■ **Records shown**:
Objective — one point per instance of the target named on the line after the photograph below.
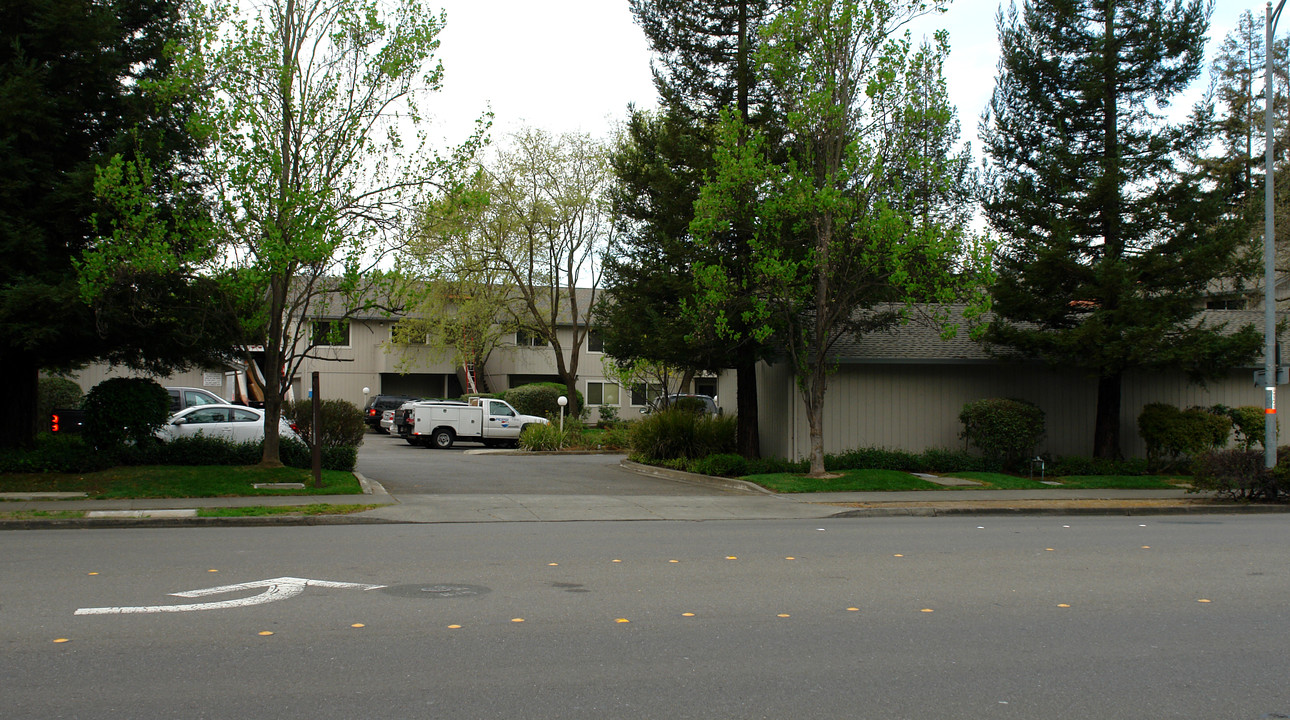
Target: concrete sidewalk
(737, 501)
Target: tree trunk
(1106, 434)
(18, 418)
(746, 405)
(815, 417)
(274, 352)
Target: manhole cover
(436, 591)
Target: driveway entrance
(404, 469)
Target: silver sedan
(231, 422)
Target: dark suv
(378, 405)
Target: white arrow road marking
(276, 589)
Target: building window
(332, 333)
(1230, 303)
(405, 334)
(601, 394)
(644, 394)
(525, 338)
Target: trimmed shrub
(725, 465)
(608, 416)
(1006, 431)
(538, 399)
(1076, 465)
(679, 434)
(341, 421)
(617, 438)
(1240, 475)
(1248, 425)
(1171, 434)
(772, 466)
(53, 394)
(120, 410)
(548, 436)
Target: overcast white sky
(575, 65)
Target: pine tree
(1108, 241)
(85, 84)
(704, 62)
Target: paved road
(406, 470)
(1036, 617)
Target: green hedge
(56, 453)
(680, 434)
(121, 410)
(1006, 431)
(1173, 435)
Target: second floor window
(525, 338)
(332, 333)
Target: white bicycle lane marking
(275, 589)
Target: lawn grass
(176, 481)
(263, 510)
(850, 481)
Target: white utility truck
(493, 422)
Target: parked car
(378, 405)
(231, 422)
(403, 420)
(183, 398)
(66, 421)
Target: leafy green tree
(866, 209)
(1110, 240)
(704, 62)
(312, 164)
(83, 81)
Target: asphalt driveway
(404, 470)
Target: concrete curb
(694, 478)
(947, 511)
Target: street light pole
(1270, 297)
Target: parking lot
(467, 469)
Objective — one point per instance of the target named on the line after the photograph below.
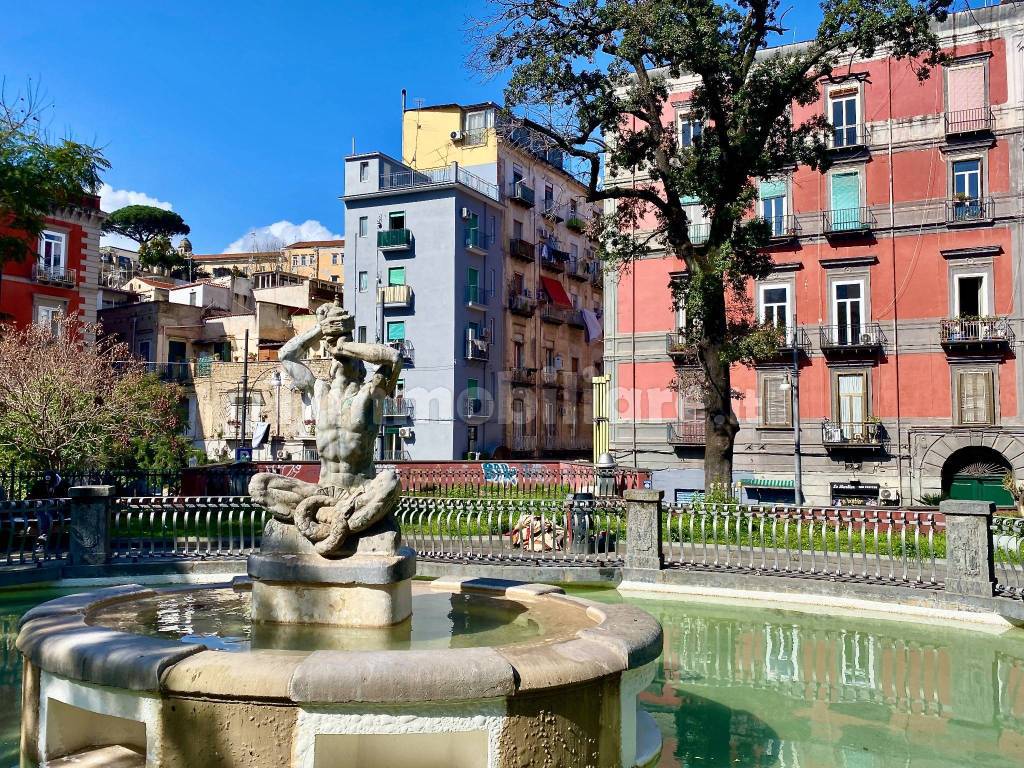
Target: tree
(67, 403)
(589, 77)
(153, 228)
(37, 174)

■ **Written problem**:
Turn the lines above into a JSON list of strings, one string for each line, with blank lines skipped. Leave the pictures out.

■ **Solution to the exercise**:
[
  "Objective — one point per instance of the target named on the line after the photograph below.",
  "Target: concrete sidewalk",
  "(737, 501)",
  "Target: tree trunk",
  "(1106, 434)",
  "(18, 418)",
  "(746, 405)",
  "(815, 417)",
  "(274, 352)",
  "Target: manhole cover",
  "(436, 591)",
  "Target: driveway entrance",
  "(404, 469)",
  "Target: silver sedan",
  "(231, 422)",
  "Target: dark suv",
  "(378, 405)",
  "Target: white arrow road marking",
  "(276, 589)",
  "Target: building window",
  "(332, 333)",
  "(1230, 303)",
  "(405, 334)",
  "(601, 394)",
  "(644, 394)",
  "(525, 338)",
  "Target: trimmed shrub",
  "(725, 465)",
  "(608, 416)",
  "(1006, 431)",
  "(538, 399)",
  "(1076, 465)",
  "(679, 434)",
  "(341, 421)",
  "(617, 438)",
  "(1240, 475)",
  "(1248, 425)",
  "(1171, 434)",
  "(772, 466)",
  "(53, 394)",
  "(120, 410)",
  "(548, 436)",
  "Target: overcast white sky",
  "(575, 65)",
  "Target: pine tree",
  "(1108, 241)",
  "(85, 84)",
  "(704, 62)",
  "Target: paved road",
  "(406, 470)",
  "(1036, 617)",
  "Target: green hedge",
  "(56, 453)",
  "(680, 434)",
  "(121, 410)",
  "(1006, 431)",
  "(1173, 435)",
  "Target: second floor window",
  "(525, 338)",
  "(332, 333)",
  "Target: white bicycle lane marking",
  "(275, 589)",
  "Target: lawn grass",
  "(176, 481)",
  "(263, 510)",
  "(850, 481)",
  "Target: white utility truck",
  "(493, 422)",
  "Target: parked car",
  "(378, 405)",
  "(231, 422)",
  "(403, 420)",
  "(183, 398)",
  "(66, 421)",
  "Target: leafy green tree",
  "(866, 209)",
  "(1110, 240)",
  "(704, 62)",
  "(312, 164)",
  "(83, 81)",
  "Target: asphalt driveway",
  "(404, 470)",
  "Target: concrete curb",
  "(694, 478)",
  "(947, 511)",
  "Target: street light pole",
  "(1270, 297)",
  "Target: parking lot",
  "(467, 469)",
  "Objective — one point per instance of the target named on the line after the photograph below.",
  "Target: tree",
  "(67, 403)",
  "(589, 77)",
  "(153, 228)",
  "(37, 174)"
]